As time goes on, death becomes a constant companion in the camps, and despair takes root. Eliezer, along with others, loses any remaining belief in a benevolent God. This sentiment is shared by others, like Akiba Drumer and a rabbi Eliezer speaks with, who conclude that a God cannot exist in a world that allows the Holocaust to happen.

“Behind me, I heard the same man asking: “Where is God now?” And I heard a voice within me answer him: “Where is He? Here He is—He is hanging here on this gallows. . . . “”

Eliezer’s faith is irreparably damaged during an execution at Buna, where a young boy is hanged before the eyes of the prisoners. A voice from the crowd pierces the air with the question, “Where is God now?” In his heart, Eliezer believes that if God exists, He is present in the suffering of the boy on the gallows, who dies a slow, agonizing death while the prisoners are forced to witness.

Faith
Faith by Sir Frederic Lord Leighton

Silence

Silence permeates “Night,” symbolizing both the incomprehensible absence of God and the muted response of the world to the Holocaust. Eliezer grapples with God’s silence, unable to reconcile it with the loving deity he was raised to worship. 

This theme is painfully illustrated when Eliezer fails to answer his dying father’s call, a silence born of utter despair and hopelessness. Wiesel uses this motif to challenge the reader, posing difficult questions about divine and human inaction in the face of atrocity.

Information given:
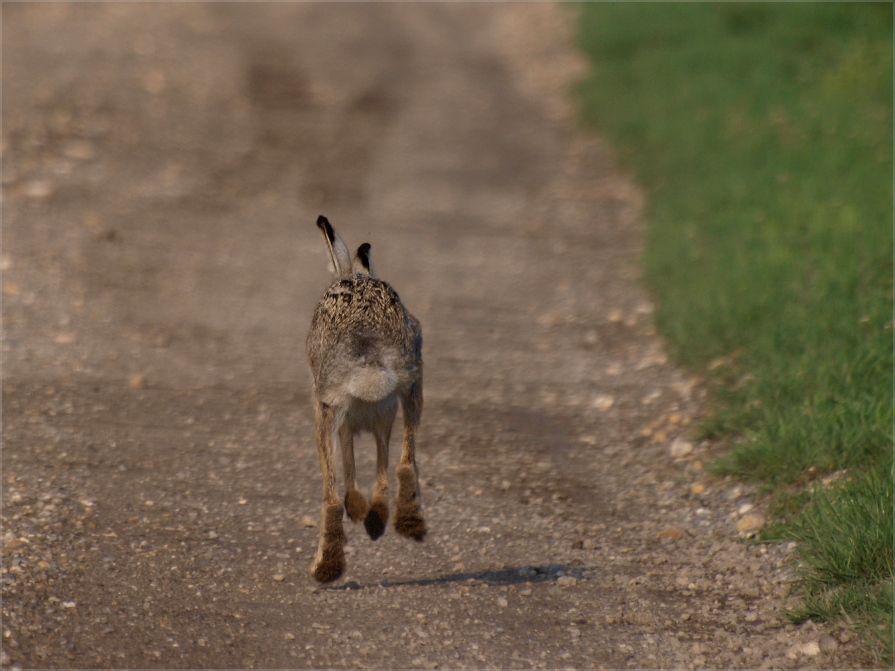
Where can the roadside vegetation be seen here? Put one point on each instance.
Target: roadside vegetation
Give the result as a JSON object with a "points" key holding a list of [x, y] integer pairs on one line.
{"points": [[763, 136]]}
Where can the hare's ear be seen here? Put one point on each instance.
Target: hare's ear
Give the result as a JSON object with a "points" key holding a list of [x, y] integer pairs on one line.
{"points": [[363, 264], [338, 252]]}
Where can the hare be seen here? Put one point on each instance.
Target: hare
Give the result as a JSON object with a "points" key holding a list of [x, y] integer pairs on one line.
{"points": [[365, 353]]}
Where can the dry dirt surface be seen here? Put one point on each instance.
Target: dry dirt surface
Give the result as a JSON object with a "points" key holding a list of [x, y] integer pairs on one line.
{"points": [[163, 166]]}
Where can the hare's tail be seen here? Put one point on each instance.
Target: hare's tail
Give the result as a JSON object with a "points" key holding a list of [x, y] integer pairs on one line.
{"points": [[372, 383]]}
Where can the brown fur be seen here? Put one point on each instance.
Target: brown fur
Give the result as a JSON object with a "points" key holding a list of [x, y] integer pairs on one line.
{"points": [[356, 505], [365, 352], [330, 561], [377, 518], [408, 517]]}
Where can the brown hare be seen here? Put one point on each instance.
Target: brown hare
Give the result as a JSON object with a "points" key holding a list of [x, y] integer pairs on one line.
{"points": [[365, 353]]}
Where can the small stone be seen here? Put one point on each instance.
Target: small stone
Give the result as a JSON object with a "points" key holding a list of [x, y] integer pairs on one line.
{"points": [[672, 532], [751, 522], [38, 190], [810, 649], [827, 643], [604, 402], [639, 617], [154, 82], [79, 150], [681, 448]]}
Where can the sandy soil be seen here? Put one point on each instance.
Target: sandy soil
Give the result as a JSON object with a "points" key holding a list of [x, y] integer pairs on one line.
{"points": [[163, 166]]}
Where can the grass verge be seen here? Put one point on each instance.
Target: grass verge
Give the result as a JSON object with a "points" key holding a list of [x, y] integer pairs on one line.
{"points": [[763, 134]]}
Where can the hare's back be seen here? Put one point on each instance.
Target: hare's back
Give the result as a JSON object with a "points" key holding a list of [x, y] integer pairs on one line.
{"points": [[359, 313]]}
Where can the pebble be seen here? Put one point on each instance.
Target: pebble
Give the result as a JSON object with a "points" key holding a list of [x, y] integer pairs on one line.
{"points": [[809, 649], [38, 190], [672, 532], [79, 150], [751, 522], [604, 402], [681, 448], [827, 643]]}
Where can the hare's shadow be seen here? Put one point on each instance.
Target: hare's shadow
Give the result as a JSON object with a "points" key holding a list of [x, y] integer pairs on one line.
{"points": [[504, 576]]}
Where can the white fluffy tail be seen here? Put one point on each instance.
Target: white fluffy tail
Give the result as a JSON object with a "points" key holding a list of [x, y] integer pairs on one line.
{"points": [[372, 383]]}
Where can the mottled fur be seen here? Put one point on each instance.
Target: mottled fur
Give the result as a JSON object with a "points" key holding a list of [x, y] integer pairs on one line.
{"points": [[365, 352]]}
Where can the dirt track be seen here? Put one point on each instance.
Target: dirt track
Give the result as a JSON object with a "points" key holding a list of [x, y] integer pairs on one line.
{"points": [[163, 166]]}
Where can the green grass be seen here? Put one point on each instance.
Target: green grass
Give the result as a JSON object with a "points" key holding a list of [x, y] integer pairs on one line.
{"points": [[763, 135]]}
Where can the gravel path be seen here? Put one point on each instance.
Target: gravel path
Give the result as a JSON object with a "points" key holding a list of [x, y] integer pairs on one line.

Questions to answer:
a. From the excerpt on "Night," extract the passage starting at "As time goes" and ending at "Holocaust to happen.".
b. Translate this sentence from the excerpt on "Night" into Spanish: "Eliezer grapples with God’s silence, unable to reconcile it with the loving deity he was raised to worship."
c. Give what follows the last sentence of the excerpt on "Night."

Answers:
a.
As time goes on, death becomes a constant companion in the camps, and despair takes root. Eliezer, along with others, loses any remaining belief in a benevolent God. This sentiment is shared by others, like Akiba Drumer and a rabbi Eliezer speaks with, who conclude that a God cannot exist in a world that allows the Holocaust to happen.

b. Eliezer lucha con el silencio de Dios, incapaz de conciliarlo con la deidad amorosa a la que lo educaron para adorar.

c.
Silence
Silence by Johann Heinrich Füssli

Fathers and Sons

Eliezer’s story begins with him witnessing his father cry for the first time when they are forced to leave their home. This is significant because it shows a crack in the strong figure his father has always been. The memoir “Night” delves into the breakdown of father-son bonds under the extreme conditions of the Holocaust. Central to this theme is the changing relationship between Eliezer and his father, which also reflects on the relationships between other fathers and sons in the concentration camps.

Before the Holocaust, Eliezer’s father is a respected figure both in the community and at home. Their relationship is based on tradition, where honoring one’s parents is a key commandment, especially in Jewish families like theirs. But once Eliezer and his father are separated from the rest of their family at Birkenau, they only have each other. As his father becomes weaker, the roles they once played change. Eliezer finds himself in the position of being the protector, rather than the one protected.

Life in the camps tests their relationship in many ways. Eliezer often feels guilty for being mad at his father when he can’t defend himself or keep up with the march. Despite his weakening state, his father still tries to look after Eliezer by giving him tools for survival and even saving him from being strangled on the train. But there’s only so much they can do to shield one another from suffering. As the conditions worsen and the weaker prisoners start dying, fathers start to be seen as burdens. Sons struggle with guilt over their survival instincts and their inability to save their fathers. Eliezer witnesses the extreme of this when a young man abandons his exhausted father, a rabbi, during a death march, and again on a train when a son kills his father for food.

These harsh realities force Eliezer to confront his feelings for his father. However, by the end of “Night,” these feelings become irrelevant. His father falls ill, no one is willing to provide medical help, and Eliezer is powerless to protect him or to stop others from causing harm. The roles and relationships that once defined them are irreversibly altered.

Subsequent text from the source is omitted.